*** Text section ***
It’s quite difficult to understand this query, but let’s try to visualize it. Let’s take a look at the result of a similar SELECT if it didn’t have “WHERE” clause:
SELECT "courses_course"."id" as "T1 id", "courses_course"."title" as "T1 title", "courses_course"."price" as "T1 price", "courses_review"."value" as "T2 value", "courses_review"."date" as "T2 date", "T3"."value" as "T3 value", "T3"."date" as "T3 date" FROM "courses_course" INNER JOIN "courses_review" ON ("courses_course"."id" = "courses_review"."course_id") INNER JOIN "courses_review" T3 ON ("courses_course"."id" = T3."course_id")
As you can see, every single course has 4 rows. Basically, we have all possible combinations of values. And if we try to add “WHERE” clause to our SELECT:
SELECT "courses_course"."id" as "T1 id", "courses_course"."title" as "T1 title", "courses_course"."price" as "T1 price", "courses_review"."value" as "T2 value", "courses_review"."date" as "T2 date", "T3"."value" as "T3 value", "T3"."date" as "T3 date" FROM "courses_course" INNER JOIN "courses_review" ON ("courses_course"."id" = "courses_review"."course_id") INNER JOIN "courses_review" T3 ON ("courses_course"."id" = T3."course_id") WHERE ("courses_review"."value" = 5 AND T3."date" BETWEEN '2020-01-01' AND '2020-12-31')
*** End of Text section ***
*** Data records ***
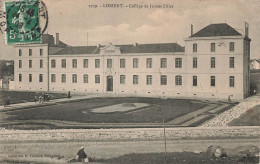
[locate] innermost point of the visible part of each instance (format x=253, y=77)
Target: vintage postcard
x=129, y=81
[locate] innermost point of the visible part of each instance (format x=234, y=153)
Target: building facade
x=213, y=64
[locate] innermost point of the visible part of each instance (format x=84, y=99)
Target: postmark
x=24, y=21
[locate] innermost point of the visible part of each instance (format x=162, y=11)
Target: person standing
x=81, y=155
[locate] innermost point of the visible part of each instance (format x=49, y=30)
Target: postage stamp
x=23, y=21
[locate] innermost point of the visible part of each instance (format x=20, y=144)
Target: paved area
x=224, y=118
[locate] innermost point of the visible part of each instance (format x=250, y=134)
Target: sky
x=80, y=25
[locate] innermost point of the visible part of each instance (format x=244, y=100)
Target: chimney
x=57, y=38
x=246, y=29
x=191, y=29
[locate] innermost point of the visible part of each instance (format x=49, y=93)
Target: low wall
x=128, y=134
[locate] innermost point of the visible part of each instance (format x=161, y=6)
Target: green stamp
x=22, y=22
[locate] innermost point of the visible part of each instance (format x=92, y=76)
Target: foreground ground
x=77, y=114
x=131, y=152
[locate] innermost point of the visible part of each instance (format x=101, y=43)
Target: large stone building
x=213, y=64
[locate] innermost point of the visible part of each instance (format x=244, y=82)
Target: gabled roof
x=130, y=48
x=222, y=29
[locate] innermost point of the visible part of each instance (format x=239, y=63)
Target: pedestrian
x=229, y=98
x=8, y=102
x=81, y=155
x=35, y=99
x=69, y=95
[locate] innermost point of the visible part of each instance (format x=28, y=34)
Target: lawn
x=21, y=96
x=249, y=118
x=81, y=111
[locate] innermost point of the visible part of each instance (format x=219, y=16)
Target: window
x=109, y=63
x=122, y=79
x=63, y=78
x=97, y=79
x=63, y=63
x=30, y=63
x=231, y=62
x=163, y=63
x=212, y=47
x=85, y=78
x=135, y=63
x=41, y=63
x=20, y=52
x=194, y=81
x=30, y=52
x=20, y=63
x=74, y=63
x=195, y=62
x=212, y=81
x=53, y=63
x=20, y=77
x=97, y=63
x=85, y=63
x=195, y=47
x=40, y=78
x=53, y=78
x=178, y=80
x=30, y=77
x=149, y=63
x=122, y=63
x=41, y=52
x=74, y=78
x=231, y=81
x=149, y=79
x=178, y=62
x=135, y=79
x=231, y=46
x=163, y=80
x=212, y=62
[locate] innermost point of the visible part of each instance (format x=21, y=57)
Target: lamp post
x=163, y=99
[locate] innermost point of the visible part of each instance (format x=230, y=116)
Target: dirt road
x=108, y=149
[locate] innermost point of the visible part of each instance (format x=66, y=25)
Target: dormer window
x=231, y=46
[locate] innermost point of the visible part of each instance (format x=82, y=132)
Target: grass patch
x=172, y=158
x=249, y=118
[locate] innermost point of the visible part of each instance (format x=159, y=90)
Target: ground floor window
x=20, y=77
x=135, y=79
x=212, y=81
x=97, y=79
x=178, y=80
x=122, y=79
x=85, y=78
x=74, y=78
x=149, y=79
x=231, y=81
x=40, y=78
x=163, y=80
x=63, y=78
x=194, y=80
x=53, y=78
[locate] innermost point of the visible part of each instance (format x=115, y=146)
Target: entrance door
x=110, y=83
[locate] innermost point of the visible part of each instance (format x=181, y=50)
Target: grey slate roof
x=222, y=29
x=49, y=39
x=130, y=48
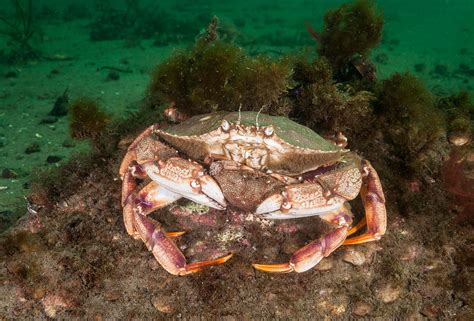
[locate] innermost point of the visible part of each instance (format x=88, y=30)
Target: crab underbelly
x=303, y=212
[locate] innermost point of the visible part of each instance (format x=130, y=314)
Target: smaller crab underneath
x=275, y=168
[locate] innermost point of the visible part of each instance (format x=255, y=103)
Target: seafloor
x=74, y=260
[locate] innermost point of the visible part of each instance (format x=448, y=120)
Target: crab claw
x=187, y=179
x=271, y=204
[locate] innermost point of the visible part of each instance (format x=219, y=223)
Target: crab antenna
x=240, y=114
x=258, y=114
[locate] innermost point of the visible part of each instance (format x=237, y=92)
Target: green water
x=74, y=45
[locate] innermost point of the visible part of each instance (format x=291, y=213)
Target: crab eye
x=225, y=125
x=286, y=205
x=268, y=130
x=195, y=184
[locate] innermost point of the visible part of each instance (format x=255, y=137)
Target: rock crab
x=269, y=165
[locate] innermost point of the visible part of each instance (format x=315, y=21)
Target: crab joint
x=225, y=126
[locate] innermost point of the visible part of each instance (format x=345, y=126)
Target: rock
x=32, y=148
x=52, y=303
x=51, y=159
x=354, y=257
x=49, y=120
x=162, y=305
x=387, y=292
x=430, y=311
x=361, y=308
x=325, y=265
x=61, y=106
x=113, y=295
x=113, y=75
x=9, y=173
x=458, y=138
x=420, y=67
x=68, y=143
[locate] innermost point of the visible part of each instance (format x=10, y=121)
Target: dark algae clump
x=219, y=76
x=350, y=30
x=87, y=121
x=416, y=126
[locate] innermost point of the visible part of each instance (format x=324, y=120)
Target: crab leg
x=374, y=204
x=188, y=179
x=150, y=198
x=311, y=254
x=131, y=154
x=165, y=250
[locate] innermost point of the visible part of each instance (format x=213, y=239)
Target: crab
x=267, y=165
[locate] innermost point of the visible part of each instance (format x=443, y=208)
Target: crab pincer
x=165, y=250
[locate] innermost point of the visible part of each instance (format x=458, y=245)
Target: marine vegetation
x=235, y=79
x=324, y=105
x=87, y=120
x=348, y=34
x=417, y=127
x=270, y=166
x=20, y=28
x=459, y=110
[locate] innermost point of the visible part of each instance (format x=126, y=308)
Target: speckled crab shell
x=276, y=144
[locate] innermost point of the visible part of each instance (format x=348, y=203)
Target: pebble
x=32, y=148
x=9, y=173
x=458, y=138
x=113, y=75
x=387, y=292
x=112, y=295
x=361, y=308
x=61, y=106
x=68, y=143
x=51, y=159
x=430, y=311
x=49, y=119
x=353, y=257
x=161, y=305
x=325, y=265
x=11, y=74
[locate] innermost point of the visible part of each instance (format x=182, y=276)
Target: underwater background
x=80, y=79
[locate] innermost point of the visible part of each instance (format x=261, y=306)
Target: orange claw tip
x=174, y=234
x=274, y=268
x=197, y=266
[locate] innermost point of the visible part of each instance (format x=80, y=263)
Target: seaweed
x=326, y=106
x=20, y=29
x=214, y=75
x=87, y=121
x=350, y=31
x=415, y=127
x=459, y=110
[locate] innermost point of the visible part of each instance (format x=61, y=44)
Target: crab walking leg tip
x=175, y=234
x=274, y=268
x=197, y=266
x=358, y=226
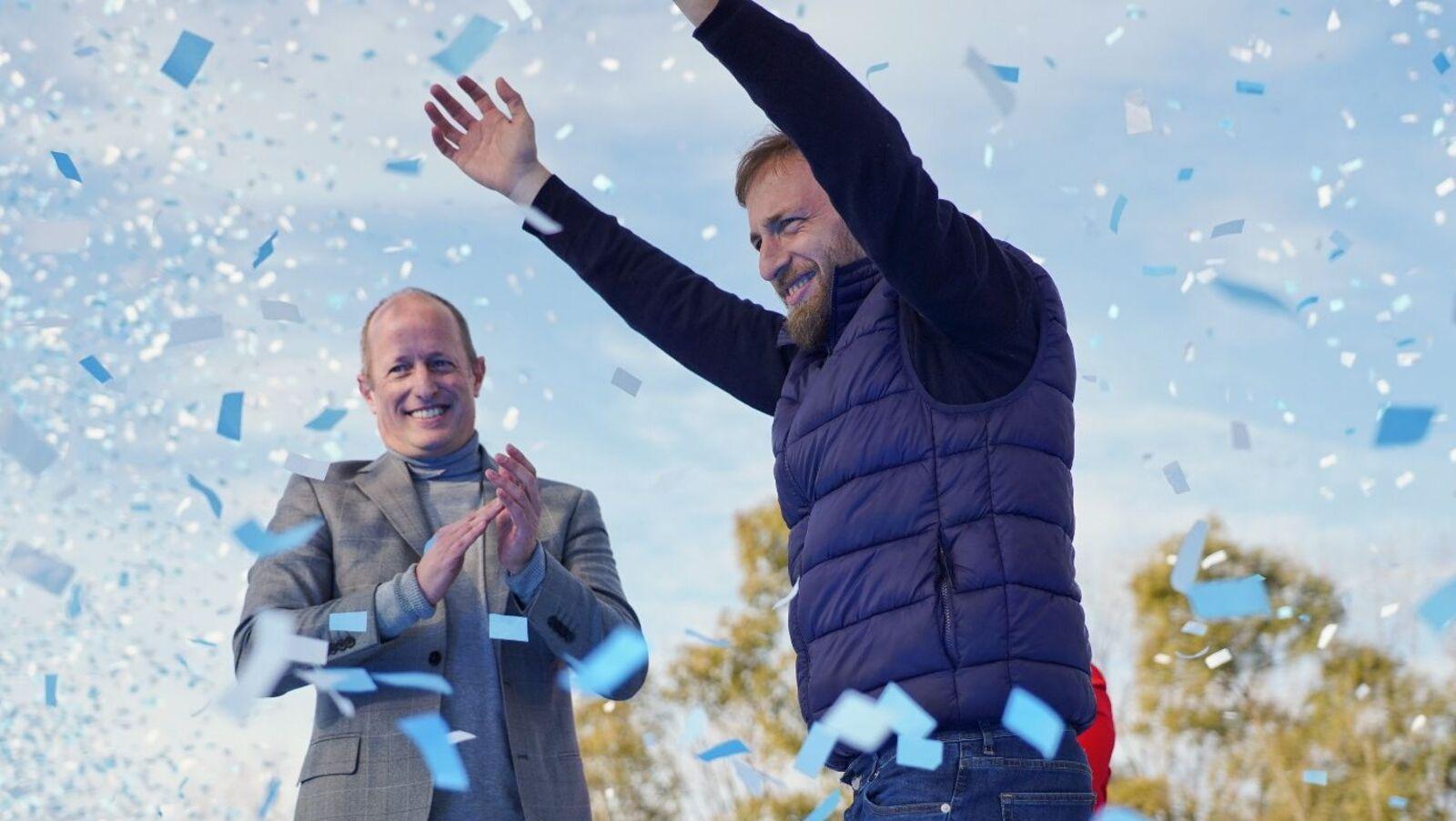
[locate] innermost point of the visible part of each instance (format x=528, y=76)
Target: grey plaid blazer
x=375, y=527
*** End of Data records ***
*** Data records ***
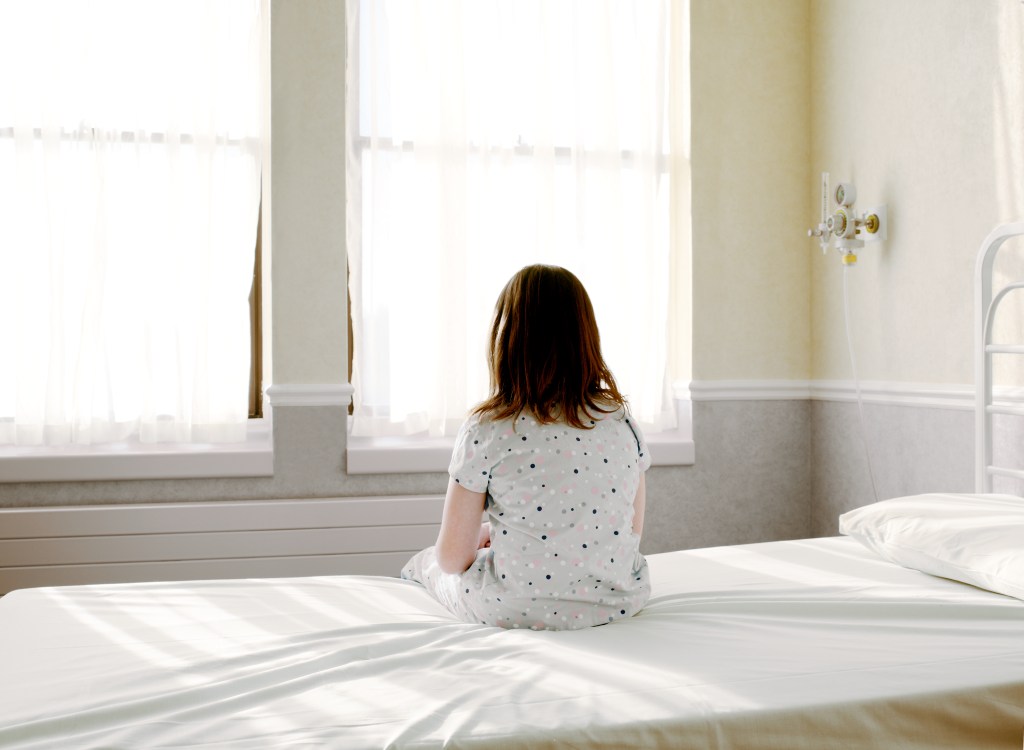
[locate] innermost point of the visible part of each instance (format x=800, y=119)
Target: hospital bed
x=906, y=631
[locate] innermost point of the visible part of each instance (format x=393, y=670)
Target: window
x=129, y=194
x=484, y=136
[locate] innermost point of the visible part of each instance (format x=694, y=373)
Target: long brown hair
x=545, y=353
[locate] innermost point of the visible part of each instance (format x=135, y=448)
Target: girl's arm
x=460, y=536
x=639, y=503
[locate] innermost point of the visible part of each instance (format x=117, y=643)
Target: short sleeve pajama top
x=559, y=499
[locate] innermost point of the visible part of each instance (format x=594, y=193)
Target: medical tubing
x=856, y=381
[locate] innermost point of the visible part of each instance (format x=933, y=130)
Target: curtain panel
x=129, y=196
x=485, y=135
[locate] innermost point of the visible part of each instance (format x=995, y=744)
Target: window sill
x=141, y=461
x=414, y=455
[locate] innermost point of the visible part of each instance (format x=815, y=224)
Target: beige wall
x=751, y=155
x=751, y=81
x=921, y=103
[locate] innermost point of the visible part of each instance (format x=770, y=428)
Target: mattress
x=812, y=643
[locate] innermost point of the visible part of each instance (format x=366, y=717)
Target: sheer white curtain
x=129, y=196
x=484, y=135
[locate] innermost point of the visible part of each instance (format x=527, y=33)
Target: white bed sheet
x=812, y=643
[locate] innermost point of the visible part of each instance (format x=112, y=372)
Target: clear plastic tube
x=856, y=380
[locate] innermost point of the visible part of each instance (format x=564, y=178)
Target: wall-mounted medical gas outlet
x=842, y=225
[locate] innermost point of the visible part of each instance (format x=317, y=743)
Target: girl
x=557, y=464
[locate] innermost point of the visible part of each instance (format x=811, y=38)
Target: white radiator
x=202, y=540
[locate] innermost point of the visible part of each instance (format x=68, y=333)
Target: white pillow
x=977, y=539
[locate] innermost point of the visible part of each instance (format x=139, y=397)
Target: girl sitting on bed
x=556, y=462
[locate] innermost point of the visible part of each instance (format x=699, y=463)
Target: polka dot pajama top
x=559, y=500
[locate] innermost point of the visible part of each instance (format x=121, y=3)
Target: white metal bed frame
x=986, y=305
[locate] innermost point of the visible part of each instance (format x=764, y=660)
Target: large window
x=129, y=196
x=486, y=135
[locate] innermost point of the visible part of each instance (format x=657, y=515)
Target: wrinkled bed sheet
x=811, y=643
*** End of Data records ***
■ Problem statement
Resume the text on the joined course and review query from the point where it stops. The listing has no connection to the text about Django's chained review filters.

■ Written reply
We will end up with this result:
That’s because we have only two rows where “T2 value” column has 5 and “T3 date” column has 2020.
Basically, when we chain filters, these multiple filter calls are applied independently. We start from the first filter. When we apply this first filter, we get courses that have reviews with value equal to 5. And we have 3 courses with such reviews. Courses with id 1, 2, and 5.
Then we apply another filter. It filters by date 2020. And we only have two courses that have reviews with value
equal to 5, and reviews with date
2020. The first and the second course. The course with id 5 doesn’t have reviews with date
2020, that’s why we don’t have it in the result.
Conclusion
In Django, if we want to filter data, we use filter
method. This filter method works differently depending on how we use it and depending on what relationships our models have.
If we filter our Course
model by its own fields, by one-to-one relationship, or by a foreign key, the result will be the same no matter how we use it. We can chain filters or we can pass all conditions to a single filter method call. It doesn’t matter, the result will be the same.
However, when we start to filter by a reverse foreign key, or by many-to-many relationship, then things start to become trickier.
When we pass all conditions to a single filter method call, these conditions are applied simultaneously. When we chain filters, these multiple filter calls are applied independently.
“So, it doesn’t matter if we chain filters or if we pass all conditions to a single filter call.” I concur purely from an effective standpoint, but are you sure this is also the case from an efficiency standpoint? Isn’t the sql query filtering on the price first more efficient as integer comparison is faster than string matching?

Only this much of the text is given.